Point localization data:
+===+
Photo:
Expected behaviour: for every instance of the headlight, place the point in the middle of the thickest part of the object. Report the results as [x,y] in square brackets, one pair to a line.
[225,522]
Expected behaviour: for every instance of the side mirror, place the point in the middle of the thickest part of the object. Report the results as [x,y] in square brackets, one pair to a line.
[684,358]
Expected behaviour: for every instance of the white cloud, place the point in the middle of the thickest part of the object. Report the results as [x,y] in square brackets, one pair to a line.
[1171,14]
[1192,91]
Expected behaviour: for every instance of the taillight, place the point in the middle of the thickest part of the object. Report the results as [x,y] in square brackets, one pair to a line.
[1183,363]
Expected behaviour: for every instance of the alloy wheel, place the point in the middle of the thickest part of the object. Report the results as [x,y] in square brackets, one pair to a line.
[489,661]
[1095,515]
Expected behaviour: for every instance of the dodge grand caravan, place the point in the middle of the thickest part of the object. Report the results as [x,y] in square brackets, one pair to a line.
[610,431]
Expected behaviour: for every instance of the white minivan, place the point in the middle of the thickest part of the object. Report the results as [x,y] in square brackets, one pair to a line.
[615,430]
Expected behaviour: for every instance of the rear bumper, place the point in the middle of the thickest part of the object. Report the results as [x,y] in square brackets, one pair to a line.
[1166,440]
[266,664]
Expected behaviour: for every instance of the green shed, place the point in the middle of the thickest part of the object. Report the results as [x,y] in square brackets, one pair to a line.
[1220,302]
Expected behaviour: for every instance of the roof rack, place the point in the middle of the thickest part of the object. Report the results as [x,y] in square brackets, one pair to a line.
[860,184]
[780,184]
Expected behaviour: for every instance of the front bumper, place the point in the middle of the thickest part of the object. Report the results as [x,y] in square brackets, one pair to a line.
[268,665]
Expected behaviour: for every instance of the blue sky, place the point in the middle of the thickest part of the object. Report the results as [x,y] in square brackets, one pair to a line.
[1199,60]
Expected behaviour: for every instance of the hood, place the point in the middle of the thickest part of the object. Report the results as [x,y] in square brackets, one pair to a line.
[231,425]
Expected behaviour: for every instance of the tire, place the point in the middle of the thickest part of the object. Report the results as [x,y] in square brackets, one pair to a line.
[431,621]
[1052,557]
+===+
Problem -
All of the data above must be repeated exactly.

Solved problem -
Photo:
Expected behaviour: for every instance of the headlight, place the point in the middle of the thickest part of the object. Report the results as [x,y] in square brackets, one pair to a line.
[225,522]
Expected behaviour: for every instance of the side mirror, place the point in the middle of the thickest part of the object. Report the results as [x,y] in square brackets, one pair to a line.
[684,358]
Expected behaviour: for every instance of the white cloud, place the point in the middle of the thickest part of the object. Report the results as [x,y] in square brackets, one pair to a line.
[1171,14]
[1192,91]
Expected behaviour: for every instance of the taillight, place the point in the middle of the thickest part of the object. Report the results as [x,y] in square brackets, one pair to a line.
[1183,363]
Expected behaviour: for every instance of the alloy wheel, place the point in the middle of the thickest part of the object. Report the results as [x,y] in square brackets, one pair to a line.
[489,661]
[1095,515]
Expected behaviour: for every instance of the dodge grand caravan, place the point in the middle of the thickest part of the object. Report the results as [x,y] in square brackets, one pair to a line.
[610,431]
Expected behaviour: for every instance of the white minivan, place the point in the middle of the thickest part of the object. Report the results as [x,y] in square brackets, one pair to a line.
[615,430]
Expected behaviour: for every instance of the rear bumper, place the point in the middle of the thickest part of the object. Report the results as [x,y] in square brackets, one pair to a line.
[1166,440]
[266,664]
Expected behaviour: for every instance of the green shed, place the point in the middle of the thickest part of the object. Report the results as [x,y] in square brackets, one pair to a line.
[1220,302]
Expected behaviour: for every instance of the roof rack, place the point in the middle of the thickest part of the object. Report the results as [x,y] in square brackets, one pair to a line.
[860,184]
[780,184]
Expected behaviour: for every instance of the front bumper, place the point in the middle of the thickest part of the object. Report the results as [x,y] in square brackets, one pair to a line.
[268,665]
Expected behaviour: for every instance of the blue sky, place the point in the middle of the thickest part of the object. Report the results as [x,y] in square brackets, one pair to a line.
[1199,60]
Expected behaviour: for every instance of the hood, place the point in the middle of the thickest part of the object. Report the results as [x,y] in square brackets, one pair to a line.
[231,425]
Expected behaviour: for every instance of the tire, place the point in the middle of the thickest part of the object. Report the results as [x,y] in square brackets, one pair to a line.
[431,621]
[1052,557]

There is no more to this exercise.